*** Text ***

Navin Fluorine International Limited used its Q4 and full-year FY26 earnings call to underline sustained operating momentum across its three verticals. Management said FY26 was “resilient” despite a challenging global environment and geopolitical uncertainty, and added that the company has delivered six consecutive quarters of revenue and profitability growth. The company positioned its growth as broad-based, supported by diversification across products, customers, and geographies.

A key theme was the transition of large projects from the investment phase to revenue generation. Management pointed to commissioning and ramp-up plans across refrigerants and fluorochemicals, along with progress on the CHEMOS project. The company also reiterated its intent to keep capital allocation disciplined while maintaining balance-sheet strength.

Final dividend announced

The board declared a final dividend of INR 8.6 per equity share, described as 430% of the face value (face value: INR 2 per share). The dividend announcement came alongside commentary about a strong order book and customer confidence across verticals.

The call also referenced the company’s focus on long-term value creation for stakeholders, tying dividends and capital allocation to sustained execution and market expansion.

Q4 FY26: consolidated financial performance

For the quarter ended March 31, 2026, the company reported consolidated revenues of INR 938 crore, a 34% year-on-year increase. Operating EBITDA rose 80% year-on-year to INR 321 crore, with margin expansion to 34.2%. Operating profit before tax (PBT) increased 118% year-on-year to INR 251 crore.

*** Dataset extract ***

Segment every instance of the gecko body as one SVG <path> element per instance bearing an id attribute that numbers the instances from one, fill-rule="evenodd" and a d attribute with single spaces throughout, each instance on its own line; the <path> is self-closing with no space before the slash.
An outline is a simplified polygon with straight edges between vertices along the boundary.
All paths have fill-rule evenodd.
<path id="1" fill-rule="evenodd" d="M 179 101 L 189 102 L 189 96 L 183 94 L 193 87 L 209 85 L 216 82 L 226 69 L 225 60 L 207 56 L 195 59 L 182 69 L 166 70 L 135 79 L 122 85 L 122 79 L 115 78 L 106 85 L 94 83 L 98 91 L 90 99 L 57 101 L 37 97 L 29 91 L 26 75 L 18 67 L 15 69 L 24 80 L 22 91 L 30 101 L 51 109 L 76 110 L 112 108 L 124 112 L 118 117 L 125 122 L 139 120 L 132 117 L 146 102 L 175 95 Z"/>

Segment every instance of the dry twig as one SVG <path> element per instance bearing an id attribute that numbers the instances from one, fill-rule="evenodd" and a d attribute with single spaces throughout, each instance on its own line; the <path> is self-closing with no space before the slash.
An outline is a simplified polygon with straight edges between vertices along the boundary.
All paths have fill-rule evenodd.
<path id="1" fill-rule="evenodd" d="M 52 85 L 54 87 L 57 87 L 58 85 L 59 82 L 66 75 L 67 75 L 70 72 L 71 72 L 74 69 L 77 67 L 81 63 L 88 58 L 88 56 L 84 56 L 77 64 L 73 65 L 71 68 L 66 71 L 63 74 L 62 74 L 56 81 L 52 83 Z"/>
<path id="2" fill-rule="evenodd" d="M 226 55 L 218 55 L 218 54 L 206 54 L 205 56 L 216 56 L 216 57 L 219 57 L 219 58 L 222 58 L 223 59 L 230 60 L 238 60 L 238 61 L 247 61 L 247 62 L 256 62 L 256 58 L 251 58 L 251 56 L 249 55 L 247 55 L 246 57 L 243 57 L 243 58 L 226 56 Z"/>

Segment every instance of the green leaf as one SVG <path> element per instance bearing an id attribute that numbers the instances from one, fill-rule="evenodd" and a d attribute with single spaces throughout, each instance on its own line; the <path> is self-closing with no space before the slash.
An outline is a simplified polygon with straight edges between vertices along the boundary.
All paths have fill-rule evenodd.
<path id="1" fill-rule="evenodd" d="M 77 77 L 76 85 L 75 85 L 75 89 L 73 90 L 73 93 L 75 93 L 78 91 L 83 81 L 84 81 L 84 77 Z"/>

***

Tasks to complete =
A. Transcribe the earnings summary word for word, in full.
B. Format the stretch of the listing from its start through the line containing "179 101 L 189" as a two-column CSV with columns named instruction and response. Give one row per request with its answer, putting each value in a single quoted field and replacing line breaks with spaces.

Written answers =
A.
Navin Fluorine International Limited used its Q4 and full-year FY26 earnings call to underline sustained operating momentum across its three verticals. Management said FY26 was “resilient” despite a challenging global environment and geopolitical uncertainty, and added that the company has delivered six consecutive quarters of revenue and profitability growth. The company positioned its growth as broad-based, supported by diversification across products, customers, and geographies.

A key theme was the transition of large projects from the investment phase to revenue generation. Management pointed to commissioning and ramp-up plans across refrigerants and fluorochemicals, along with progress on the CHEMOS project. The company also reiterated its intent to keep capital allocation disciplined while maintaining balance-sheet strength.

Final dividend announced

The board declared a final dividend of INR 8.6 per equity share, described as 430% of the face value (face value: INR 2 per share). The dividend announcement came alongside commentary about a strong order book and customer confidence across verticals.

The call also referenced the company’s focus on long-term value creation for stakeholders, tying dividends and capital allocation to sustained execution and market expansion.

Q4 FY26: consolidated financial performance

For the quarter ended March 31, 2026, the company reported consolidated revenues of INR 938 crore, a 34% year-on-year increase. Operating EBITDA rose 80% year-on-year to INR 321 crore, with margin expansion to 34.2%. Operating profit before tax (PBT) increased 118% year-on-year to INR 251 crore.

B.
instruction,response
"Segment every instance of the gecko body as one SVG <path> element per instance bearing an id attribute that numbers the instances from one, fill-rule=""evenodd"" and a d attribute with single spaces throughout, each instance on its own line; the <path> is self-closing with no space before the slash. An outline is a simplified polygon with straight edges between vertices along the boundary. All paths have fill-rule evenodd.","<path id=""1"" fill-rule=""evenodd"" d=""M 179 101 L 189 102 L 189 96 L 183 94 L 193 87 L 209 85 L 216 82 L 226 69 L 225 60 L 207 56 L 195 59 L 182 69 L 166 70 L 135 79 L 122 85 L 122 79 L 115 78 L 106 85 L 94 83 L 98 91 L 90 99 L 57 101 L 37 97 L 29 91 L 26 75 L 18 67 L 15 69 L 24 80 L 22 91 L 30 101 L 51 109 L 76 110 L 112 108 L 124 112 L 118 117 L 125 122 L 139 120 L 132 117 L 146 102 L 175 95 Z""/>"